Provided entries START
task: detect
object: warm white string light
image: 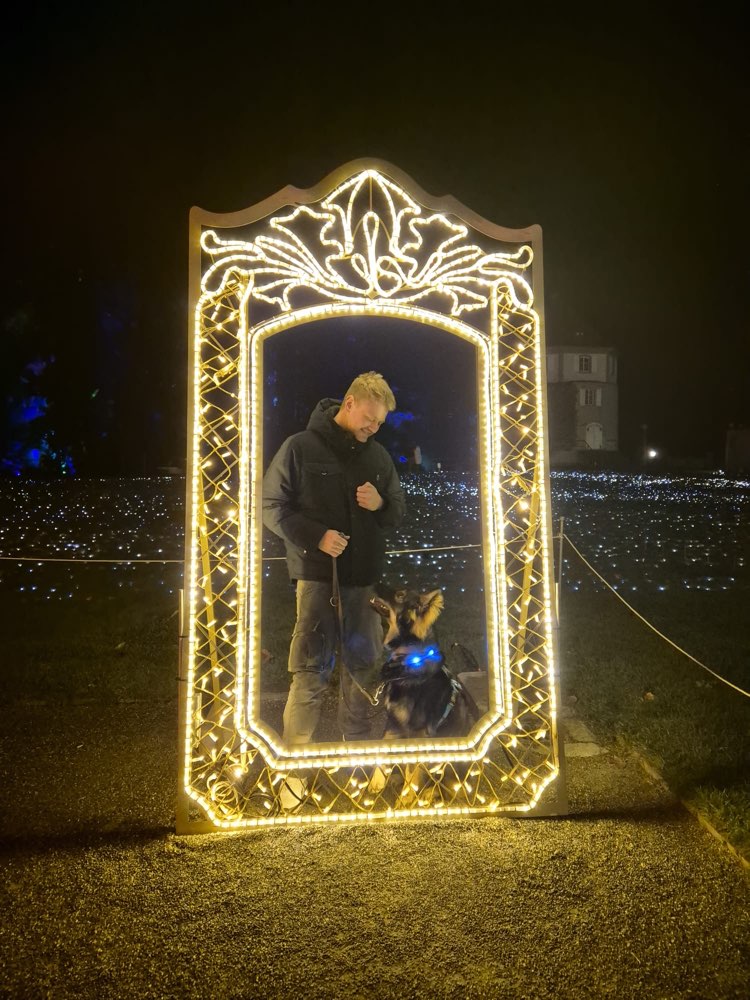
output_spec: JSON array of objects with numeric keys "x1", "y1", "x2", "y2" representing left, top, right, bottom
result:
[{"x1": 182, "y1": 165, "x2": 561, "y2": 829}]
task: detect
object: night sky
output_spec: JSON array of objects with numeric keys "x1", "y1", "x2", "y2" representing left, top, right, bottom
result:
[{"x1": 2, "y1": 5, "x2": 748, "y2": 473}]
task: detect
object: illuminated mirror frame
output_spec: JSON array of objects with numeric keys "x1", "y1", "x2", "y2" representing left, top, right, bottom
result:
[{"x1": 177, "y1": 160, "x2": 567, "y2": 831}]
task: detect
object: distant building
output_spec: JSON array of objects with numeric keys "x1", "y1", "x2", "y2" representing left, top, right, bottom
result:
[
  {"x1": 725, "y1": 426, "x2": 750, "y2": 475},
  {"x1": 546, "y1": 346, "x2": 618, "y2": 465}
]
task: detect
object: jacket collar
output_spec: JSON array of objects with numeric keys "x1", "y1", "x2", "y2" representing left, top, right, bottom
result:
[{"x1": 308, "y1": 398, "x2": 368, "y2": 460}]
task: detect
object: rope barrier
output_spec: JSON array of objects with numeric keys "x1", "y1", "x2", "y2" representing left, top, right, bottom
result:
[
  {"x1": 0, "y1": 542, "x2": 485, "y2": 565},
  {"x1": 0, "y1": 555, "x2": 182, "y2": 564},
  {"x1": 3, "y1": 536, "x2": 747, "y2": 699},
  {"x1": 562, "y1": 533, "x2": 750, "y2": 699}
]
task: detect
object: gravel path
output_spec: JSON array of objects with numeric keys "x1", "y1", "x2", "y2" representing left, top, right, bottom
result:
[{"x1": 0, "y1": 703, "x2": 747, "y2": 999}]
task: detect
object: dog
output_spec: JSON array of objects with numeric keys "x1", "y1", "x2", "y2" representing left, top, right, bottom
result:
[
  {"x1": 368, "y1": 586, "x2": 479, "y2": 805},
  {"x1": 370, "y1": 587, "x2": 477, "y2": 739}
]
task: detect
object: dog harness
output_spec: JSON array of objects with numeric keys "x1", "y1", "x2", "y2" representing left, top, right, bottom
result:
[
  {"x1": 380, "y1": 651, "x2": 463, "y2": 734},
  {"x1": 330, "y1": 559, "x2": 465, "y2": 722}
]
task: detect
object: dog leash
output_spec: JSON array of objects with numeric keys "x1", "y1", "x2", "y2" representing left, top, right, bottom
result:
[
  {"x1": 330, "y1": 557, "x2": 387, "y2": 709},
  {"x1": 433, "y1": 668, "x2": 463, "y2": 733}
]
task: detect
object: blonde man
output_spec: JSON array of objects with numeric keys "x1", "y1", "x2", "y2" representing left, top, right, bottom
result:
[{"x1": 263, "y1": 373, "x2": 405, "y2": 756}]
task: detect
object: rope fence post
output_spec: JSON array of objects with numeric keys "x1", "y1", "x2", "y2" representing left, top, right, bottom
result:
[{"x1": 556, "y1": 515, "x2": 565, "y2": 623}]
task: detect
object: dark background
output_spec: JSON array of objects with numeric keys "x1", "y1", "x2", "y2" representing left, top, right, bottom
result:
[{"x1": 2, "y1": 3, "x2": 748, "y2": 474}]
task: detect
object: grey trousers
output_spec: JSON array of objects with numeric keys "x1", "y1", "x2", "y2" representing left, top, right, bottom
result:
[{"x1": 282, "y1": 580, "x2": 383, "y2": 745}]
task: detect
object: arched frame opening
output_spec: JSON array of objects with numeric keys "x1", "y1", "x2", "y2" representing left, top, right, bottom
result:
[{"x1": 178, "y1": 161, "x2": 567, "y2": 830}]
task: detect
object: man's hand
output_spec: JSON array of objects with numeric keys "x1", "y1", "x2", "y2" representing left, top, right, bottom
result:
[
  {"x1": 318, "y1": 529, "x2": 349, "y2": 557},
  {"x1": 356, "y1": 482, "x2": 383, "y2": 511}
]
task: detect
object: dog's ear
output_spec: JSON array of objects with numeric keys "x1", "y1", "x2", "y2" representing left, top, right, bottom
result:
[
  {"x1": 374, "y1": 583, "x2": 404, "y2": 606},
  {"x1": 420, "y1": 590, "x2": 444, "y2": 619},
  {"x1": 412, "y1": 589, "x2": 444, "y2": 638}
]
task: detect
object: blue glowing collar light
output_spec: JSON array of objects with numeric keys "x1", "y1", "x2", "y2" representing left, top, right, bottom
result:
[{"x1": 404, "y1": 646, "x2": 440, "y2": 668}]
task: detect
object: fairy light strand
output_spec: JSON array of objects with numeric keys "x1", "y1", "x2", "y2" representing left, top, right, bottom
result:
[{"x1": 182, "y1": 165, "x2": 560, "y2": 827}]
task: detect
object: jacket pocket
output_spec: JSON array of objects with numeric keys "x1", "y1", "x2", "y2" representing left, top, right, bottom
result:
[
  {"x1": 302, "y1": 462, "x2": 345, "y2": 513},
  {"x1": 303, "y1": 462, "x2": 341, "y2": 477},
  {"x1": 288, "y1": 622, "x2": 334, "y2": 674}
]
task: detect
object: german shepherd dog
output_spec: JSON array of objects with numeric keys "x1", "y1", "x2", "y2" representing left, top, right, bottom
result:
[
  {"x1": 370, "y1": 588, "x2": 477, "y2": 738},
  {"x1": 368, "y1": 587, "x2": 479, "y2": 804}
]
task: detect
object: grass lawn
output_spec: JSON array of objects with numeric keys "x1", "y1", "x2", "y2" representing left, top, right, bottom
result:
[
  {"x1": 0, "y1": 566, "x2": 180, "y2": 705},
  {"x1": 560, "y1": 584, "x2": 750, "y2": 859},
  {"x1": 1, "y1": 472, "x2": 748, "y2": 858},
  {"x1": 3, "y1": 557, "x2": 746, "y2": 857}
]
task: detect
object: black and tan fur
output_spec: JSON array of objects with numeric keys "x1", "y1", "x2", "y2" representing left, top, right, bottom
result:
[
  {"x1": 370, "y1": 588, "x2": 476, "y2": 739},
  {"x1": 368, "y1": 587, "x2": 478, "y2": 804}
]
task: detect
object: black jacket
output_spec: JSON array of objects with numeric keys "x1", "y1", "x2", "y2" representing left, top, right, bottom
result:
[{"x1": 262, "y1": 398, "x2": 405, "y2": 585}]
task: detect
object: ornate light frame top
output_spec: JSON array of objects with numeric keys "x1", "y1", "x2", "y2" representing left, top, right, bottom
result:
[{"x1": 178, "y1": 159, "x2": 567, "y2": 832}]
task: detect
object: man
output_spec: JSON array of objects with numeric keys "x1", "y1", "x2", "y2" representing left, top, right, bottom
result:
[{"x1": 263, "y1": 372, "x2": 405, "y2": 748}]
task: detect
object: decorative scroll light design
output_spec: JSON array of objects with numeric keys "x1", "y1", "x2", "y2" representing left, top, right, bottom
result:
[
  {"x1": 200, "y1": 170, "x2": 532, "y2": 318},
  {"x1": 181, "y1": 166, "x2": 562, "y2": 830}
]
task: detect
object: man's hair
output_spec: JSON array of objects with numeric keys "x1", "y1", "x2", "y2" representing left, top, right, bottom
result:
[{"x1": 344, "y1": 371, "x2": 396, "y2": 412}]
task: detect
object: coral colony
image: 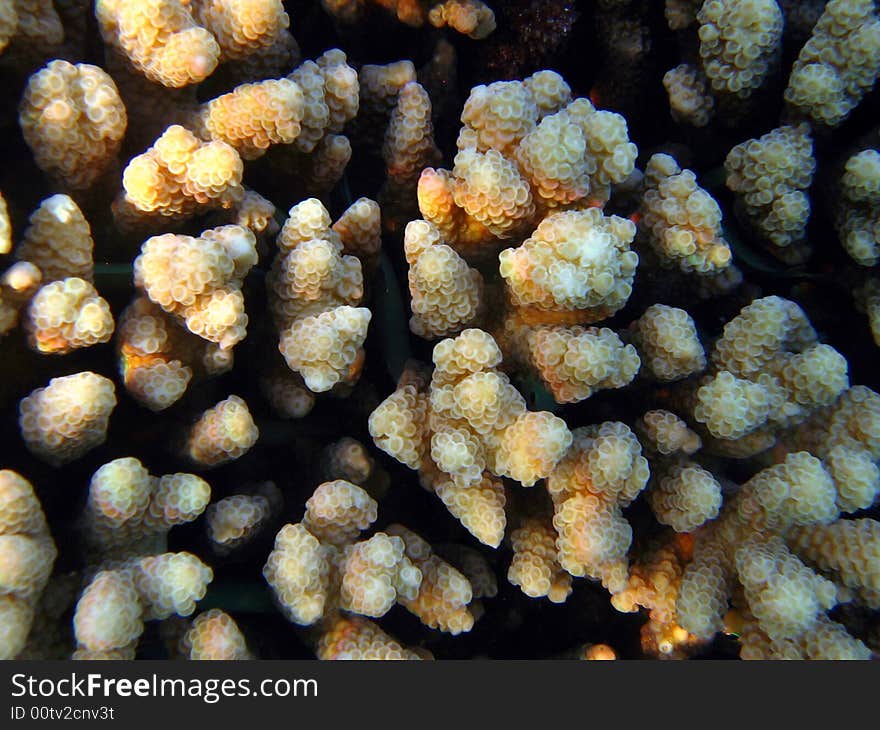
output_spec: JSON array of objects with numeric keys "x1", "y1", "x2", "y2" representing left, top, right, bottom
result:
[{"x1": 1, "y1": 0, "x2": 879, "y2": 660}]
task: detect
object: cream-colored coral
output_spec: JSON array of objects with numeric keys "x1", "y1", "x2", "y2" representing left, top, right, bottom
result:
[
  {"x1": 629, "y1": 304, "x2": 706, "y2": 381},
  {"x1": 302, "y1": 480, "x2": 378, "y2": 547},
  {"x1": 427, "y1": 0, "x2": 495, "y2": 39},
  {"x1": 459, "y1": 79, "x2": 537, "y2": 155},
  {"x1": 73, "y1": 570, "x2": 143, "y2": 655},
  {"x1": 405, "y1": 219, "x2": 484, "y2": 338},
  {"x1": 524, "y1": 326, "x2": 640, "y2": 404},
  {"x1": 183, "y1": 608, "x2": 250, "y2": 659},
  {"x1": 784, "y1": 0, "x2": 880, "y2": 128},
  {"x1": 499, "y1": 208, "x2": 638, "y2": 323},
  {"x1": 278, "y1": 306, "x2": 371, "y2": 393},
  {"x1": 824, "y1": 445, "x2": 880, "y2": 514},
  {"x1": 734, "y1": 535, "x2": 837, "y2": 641},
  {"x1": 332, "y1": 196, "x2": 382, "y2": 270},
  {"x1": 693, "y1": 370, "x2": 772, "y2": 440},
  {"x1": 610, "y1": 537, "x2": 697, "y2": 658},
  {"x1": 694, "y1": 296, "x2": 849, "y2": 443},
  {"x1": 95, "y1": 0, "x2": 221, "y2": 87},
  {"x1": 115, "y1": 297, "x2": 196, "y2": 412},
  {"x1": 315, "y1": 49, "x2": 359, "y2": 133},
  {"x1": 316, "y1": 613, "x2": 426, "y2": 660},
  {"x1": 663, "y1": 64, "x2": 714, "y2": 126},
  {"x1": 696, "y1": 0, "x2": 783, "y2": 99},
  {"x1": 383, "y1": 81, "x2": 440, "y2": 190},
  {"x1": 418, "y1": 72, "x2": 636, "y2": 254},
  {"x1": 206, "y1": 494, "x2": 271, "y2": 554},
  {"x1": 191, "y1": 78, "x2": 305, "y2": 160},
  {"x1": 19, "y1": 60, "x2": 126, "y2": 189},
  {"x1": 635, "y1": 410, "x2": 702, "y2": 457},
  {"x1": 676, "y1": 532, "x2": 732, "y2": 639},
  {"x1": 134, "y1": 224, "x2": 256, "y2": 349},
  {"x1": 434, "y1": 474, "x2": 506, "y2": 548},
  {"x1": 451, "y1": 147, "x2": 535, "y2": 239},
  {"x1": 788, "y1": 518, "x2": 879, "y2": 599},
  {"x1": 373, "y1": 330, "x2": 571, "y2": 502},
  {"x1": 268, "y1": 198, "x2": 371, "y2": 394},
  {"x1": 185, "y1": 395, "x2": 259, "y2": 467},
  {"x1": 386, "y1": 524, "x2": 475, "y2": 635},
  {"x1": 338, "y1": 532, "x2": 422, "y2": 616},
  {"x1": 649, "y1": 461, "x2": 722, "y2": 532},
  {"x1": 508, "y1": 516, "x2": 572, "y2": 603},
  {"x1": 24, "y1": 278, "x2": 114, "y2": 355},
  {"x1": 835, "y1": 149, "x2": 880, "y2": 266},
  {"x1": 16, "y1": 194, "x2": 94, "y2": 283},
  {"x1": 117, "y1": 125, "x2": 244, "y2": 224},
  {"x1": 287, "y1": 60, "x2": 331, "y2": 153},
  {"x1": 733, "y1": 451, "x2": 839, "y2": 532},
  {"x1": 724, "y1": 124, "x2": 815, "y2": 259},
  {"x1": 640, "y1": 154, "x2": 731, "y2": 274},
  {"x1": 129, "y1": 551, "x2": 213, "y2": 620},
  {"x1": 548, "y1": 422, "x2": 650, "y2": 592},
  {"x1": 712, "y1": 295, "x2": 816, "y2": 378},
  {"x1": 82, "y1": 459, "x2": 211, "y2": 562},
  {"x1": 19, "y1": 372, "x2": 116, "y2": 466},
  {"x1": 263, "y1": 522, "x2": 332, "y2": 625},
  {"x1": 193, "y1": 0, "x2": 290, "y2": 61},
  {"x1": 368, "y1": 384, "x2": 429, "y2": 470},
  {"x1": 738, "y1": 612, "x2": 871, "y2": 660},
  {"x1": 0, "y1": 471, "x2": 56, "y2": 660},
  {"x1": 0, "y1": 262, "x2": 41, "y2": 338}
]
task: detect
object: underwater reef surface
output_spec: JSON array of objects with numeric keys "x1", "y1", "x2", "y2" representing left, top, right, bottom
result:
[{"x1": 0, "y1": 0, "x2": 878, "y2": 661}]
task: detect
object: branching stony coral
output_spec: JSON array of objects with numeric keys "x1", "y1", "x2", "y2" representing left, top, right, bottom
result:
[{"x1": 3, "y1": 0, "x2": 880, "y2": 664}]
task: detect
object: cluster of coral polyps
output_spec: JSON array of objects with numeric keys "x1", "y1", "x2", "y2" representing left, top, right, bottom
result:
[
  {"x1": 2, "y1": 0, "x2": 880, "y2": 663},
  {"x1": 263, "y1": 480, "x2": 480, "y2": 644}
]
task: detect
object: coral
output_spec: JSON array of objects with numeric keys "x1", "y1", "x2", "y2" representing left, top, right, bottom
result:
[
  {"x1": 16, "y1": 195, "x2": 94, "y2": 284},
  {"x1": 696, "y1": 0, "x2": 783, "y2": 100},
  {"x1": 404, "y1": 219, "x2": 484, "y2": 338},
  {"x1": 834, "y1": 148, "x2": 880, "y2": 267},
  {"x1": 190, "y1": 78, "x2": 305, "y2": 160},
  {"x1": 185, "y1": 395, "x2": 259, "y2": 467},
  {"x1": 499, "y1": 208, "x2": 638, "y2": 325},
  {"x1": 370, "y1": 329, "x2": 571, "y2": 500},
  {"x1": 640, "y1": 154, "x2": 731, "y2": 275},
  {"x1": 95, "y1": 0, "x2": 221, "y2": 87},
  {"x1": 115, "y1": 125, "x2": 244, "y2": 226},
  {"x1": 182, "y1": 609, "x2": 251, "y2": 660},
  {"x1": 628, "y1": 305, "x2": 706, "y2": 382},
  {"x1": 134, "y1": 224, "x2": 257, "y2": 350},
  {"x1": 784, "y1": 0, "x2": 880, "y2": 128},
  {"x1": 725, "y1": 125, "x2": 815, "y2": 262},
  {"x1": 269, "y1": 198, "x2": 373, "y2": 394},
  {"x1": 19, "y1": 372, "x2": 116, "y2": 466},
  {"x1": 508, "y1": 516, "x2": 572, "y2": 603},
  {"x1": 547, "y1": 422, "x2": 650, "y2": 592},
  {"x1": 428, "y1": 0, "x2": 495, "y2": 39},
  {"x1": 19, "y1": 60, "x2": 126, "y2": 189},
  {"x1": 663, "y1": 64, "x2": 714, "y2": 127},
  {"x1": 417, "y1": 71, "x2": 636, "y2": 256},
  {"x1": 316, "y1": 613, "x2": 427, "y2": 660},
  {"x1": 524, "y1": 325, "x2": 640, "y2": 404},
  {"x1": 0, "y1": 471, "x2": 57, "y2": 659},
  {"x1": 206, "y1": 494, "x2": 271, "y2": 555},
  {"x1": 24, "y1": 278, "x2": 114, "y2": 355}
]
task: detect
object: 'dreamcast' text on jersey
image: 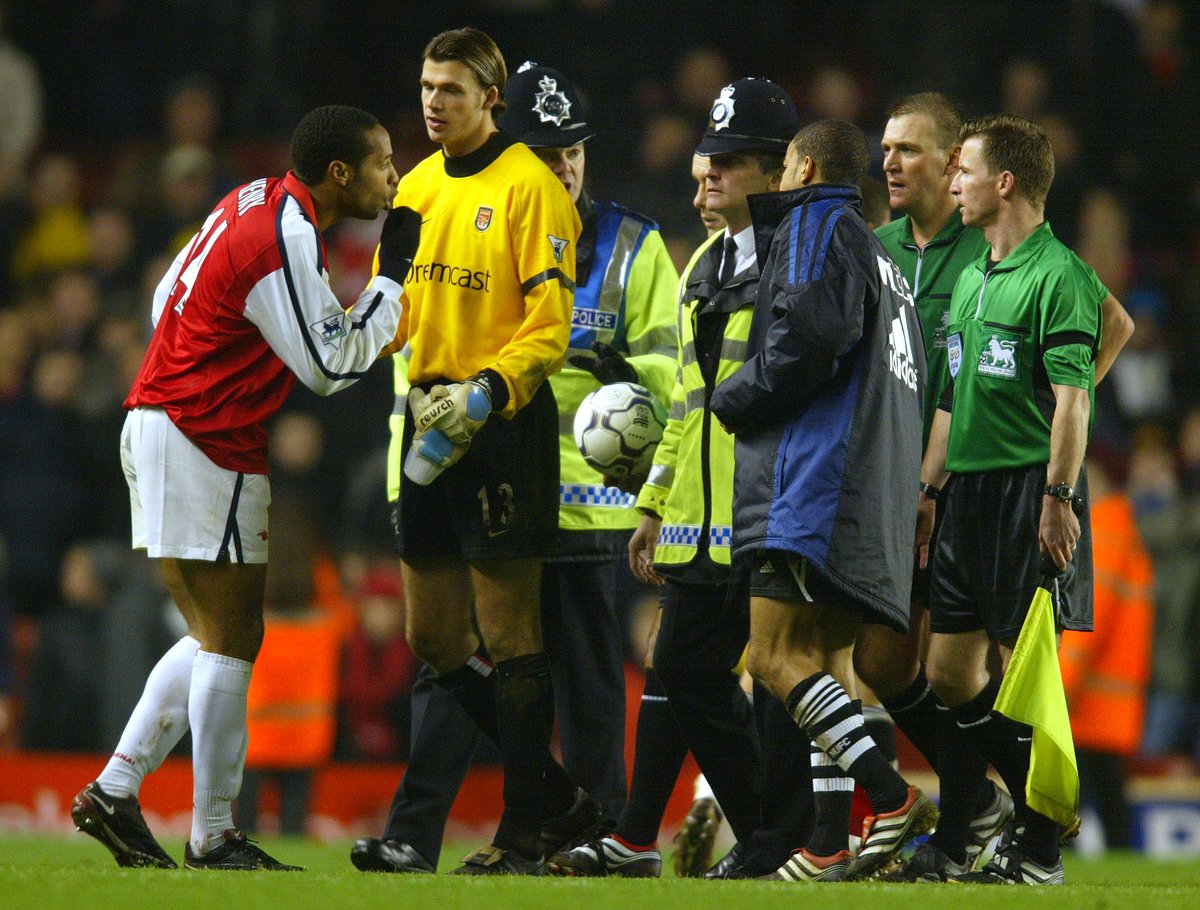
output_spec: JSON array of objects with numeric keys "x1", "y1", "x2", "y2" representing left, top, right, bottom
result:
[{"x1": 405, "y1": 260, "x2": 493, "y2": 292}]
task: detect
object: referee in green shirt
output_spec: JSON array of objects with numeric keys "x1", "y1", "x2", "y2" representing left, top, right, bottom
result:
[
  {"x1": 916, "y1": 114, "x2": 1130, "y2": 885},
  {"x1": 859, "y1": 92, "x2": 1004, "y2": 875}
]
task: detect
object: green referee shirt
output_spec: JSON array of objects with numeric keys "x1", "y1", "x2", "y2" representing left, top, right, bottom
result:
[
  {"x1": 876, "y1": 209, "x2": 989, "y2": 445},
  {"x1": 944, "y1": 221, "x2": 1106, "y2": 473}
]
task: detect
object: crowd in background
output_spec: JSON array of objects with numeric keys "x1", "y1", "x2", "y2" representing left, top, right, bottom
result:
Provided entries END
Search the records line by line for the word "collar" and copy every line where it appears.

object: jacket collar
object: blue glowing collar light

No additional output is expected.